━━━ Reading text

Where a destroyed or mutilated will is found amongst the testator’s papers or wherever such a will might normally be expected to be found, the law will presume that the act of destruction was committed by the testator and that it was done with the intention to revoke the will.

Further, where a will or codicil is missing after death and that document was last known to be in the testator’s possession, then the will or codicil will be presumed to have been destroyed by the testator with the intention of revoking it.  The strength of this presumption of revocation varies according to the security of the testator’s custody of the will.  In other words, the presumption will be stronger where the will was kept by the testator in clearly secure circumstances.

In Sigurdson vs Sigurdson (1935) 4 D.L.R. 529 (S.C.C.) this principle was stated as follows:

“Where a will duly executed, traced to the testator’s possession and last seen there, is not forthcoming on his death, the presumption is that it was destroyed by himself. To rebut that there must be sufficient evidence that it was not destroyed by the testator animo revocandi” (i.e. with the intention to revoke it).

This presumption may be rebutted by evidence of non-revocation, such as evidence of an accidental destruction of the will- for example a residential house fire.   It may also be rebutted by evidence tending to show that testator did not intend to revoke the will but rather continued to reaffirm the terms of the will and to evince good will to the named beneficiaries.

We had one recent case where an older woman, a compulsive hoarder, had made a will leaving her entire estate to her goddaughter who was in fact her surrogate daughter.  After her death only a copy of the will could be found.  Numerous affidavits from the deceased’s long term friends and minister attested to her very close relationship with the goddaughter, and her numerous reaffirmations of her intention to leave her estate to this goddaughter.  Distant relatives argued for an intestacy however a copy of the will was successfully admitted to probate.

This presumption of destruction will not apply where it is shown that the original will was not in possession of the testator, but was rather in the possession of a solicitor. Re Quinlan (1985) 63 N.B.R. (2d) 429

If the testator executed the will while he or she was of sound mind, but subsequently became mentally incompetent, then there is no presumption that the destruction was carried out by the testator at a time when he or she was of sound mind.

Where a potential executor or heir seeks to establish the validity of a missing will or to seek probate of a copy of the will, then the applicant must establish:

1)      The proper execution of the original will.  (This is usually accomplished by the evidence of the attesting witnesses or the lawyer or notary who prepared the will and attended execution)

2)     The terms of the original will. (This is usually accomplished with a copy of the will however some cases rely on the notes of the drafting solicitor and others on the evidence of a person who read the will before it was lost.)

3)   That the presumption of revocation has been overcome and there is another explanation, for the loss or destruction of the will, other than destruction and revocation by the Deceased.

The standard of proof required is the civil standard, that is proof on the balance of probabilities.


What happens when a will or codicil is revoked by a later will and that later will is ultimately found to be ineffective?

In such a case, for example where the new will is struck down for improper execution, lack of mental capacity, undue influence or the like, the court may breathe life back into the previous will.   It may do so by applying the doctrine of conditional revocation and finding that the testator’s intention to revoke the first will was conditional on the new will being an effective  substitution for it.  The court will apply this doctrine to avoid an intestacy and admit the previous will into probate.

━━━━━━
━━━ Raw data

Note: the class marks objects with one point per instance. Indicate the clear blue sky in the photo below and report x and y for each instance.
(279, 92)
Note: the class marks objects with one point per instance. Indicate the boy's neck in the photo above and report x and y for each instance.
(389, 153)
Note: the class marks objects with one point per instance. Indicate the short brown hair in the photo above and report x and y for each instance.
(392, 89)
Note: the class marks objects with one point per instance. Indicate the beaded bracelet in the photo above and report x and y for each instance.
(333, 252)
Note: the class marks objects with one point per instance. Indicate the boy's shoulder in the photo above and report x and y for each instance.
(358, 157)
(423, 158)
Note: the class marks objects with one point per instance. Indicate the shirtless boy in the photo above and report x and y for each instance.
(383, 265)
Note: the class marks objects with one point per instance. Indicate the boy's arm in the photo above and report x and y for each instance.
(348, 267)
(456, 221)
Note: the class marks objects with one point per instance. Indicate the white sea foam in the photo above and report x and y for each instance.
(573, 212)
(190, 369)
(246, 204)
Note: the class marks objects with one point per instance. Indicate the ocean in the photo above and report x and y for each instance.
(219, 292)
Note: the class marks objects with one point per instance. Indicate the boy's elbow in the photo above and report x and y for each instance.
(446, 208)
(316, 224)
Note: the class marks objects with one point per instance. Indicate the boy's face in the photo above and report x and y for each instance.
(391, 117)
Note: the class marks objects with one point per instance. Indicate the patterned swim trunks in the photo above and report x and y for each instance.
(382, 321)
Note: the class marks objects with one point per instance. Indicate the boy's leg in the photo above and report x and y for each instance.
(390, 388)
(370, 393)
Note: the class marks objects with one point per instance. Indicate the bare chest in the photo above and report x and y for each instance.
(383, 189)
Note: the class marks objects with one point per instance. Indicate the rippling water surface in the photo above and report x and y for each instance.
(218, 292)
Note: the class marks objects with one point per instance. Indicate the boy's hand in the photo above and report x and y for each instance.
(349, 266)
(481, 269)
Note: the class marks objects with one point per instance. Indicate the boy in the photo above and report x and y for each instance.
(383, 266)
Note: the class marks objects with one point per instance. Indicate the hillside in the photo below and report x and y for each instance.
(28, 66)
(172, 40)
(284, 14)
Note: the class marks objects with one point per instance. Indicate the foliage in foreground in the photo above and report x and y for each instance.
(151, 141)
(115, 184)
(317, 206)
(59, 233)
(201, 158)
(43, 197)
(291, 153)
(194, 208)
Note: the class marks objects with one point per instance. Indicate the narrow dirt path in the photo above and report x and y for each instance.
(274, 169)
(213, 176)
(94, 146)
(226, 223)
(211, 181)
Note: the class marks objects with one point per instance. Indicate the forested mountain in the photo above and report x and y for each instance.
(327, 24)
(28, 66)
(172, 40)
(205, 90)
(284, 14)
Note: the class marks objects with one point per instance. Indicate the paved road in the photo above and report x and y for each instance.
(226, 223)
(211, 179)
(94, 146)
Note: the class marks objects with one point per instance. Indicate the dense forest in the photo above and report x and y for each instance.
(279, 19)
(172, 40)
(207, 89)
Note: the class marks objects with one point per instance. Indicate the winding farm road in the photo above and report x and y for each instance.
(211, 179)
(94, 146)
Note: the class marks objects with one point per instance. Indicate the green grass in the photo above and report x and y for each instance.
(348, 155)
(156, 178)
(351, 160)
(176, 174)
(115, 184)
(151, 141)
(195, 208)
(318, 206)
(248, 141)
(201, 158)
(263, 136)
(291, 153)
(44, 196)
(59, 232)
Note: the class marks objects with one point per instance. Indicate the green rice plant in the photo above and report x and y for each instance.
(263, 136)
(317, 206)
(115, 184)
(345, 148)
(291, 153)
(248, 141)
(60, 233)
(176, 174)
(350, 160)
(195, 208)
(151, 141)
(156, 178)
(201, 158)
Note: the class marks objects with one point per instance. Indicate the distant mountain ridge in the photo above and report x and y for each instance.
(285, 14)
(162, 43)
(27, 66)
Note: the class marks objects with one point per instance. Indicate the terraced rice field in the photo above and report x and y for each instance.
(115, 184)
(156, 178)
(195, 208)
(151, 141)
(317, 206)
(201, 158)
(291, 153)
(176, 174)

━━━━━━

According to the text on missing and revoked wills, what standard of proof applies when someone seeks to establish a missing will?

> Written answer:
The civil standard, meaning proof on the balance of probabilities.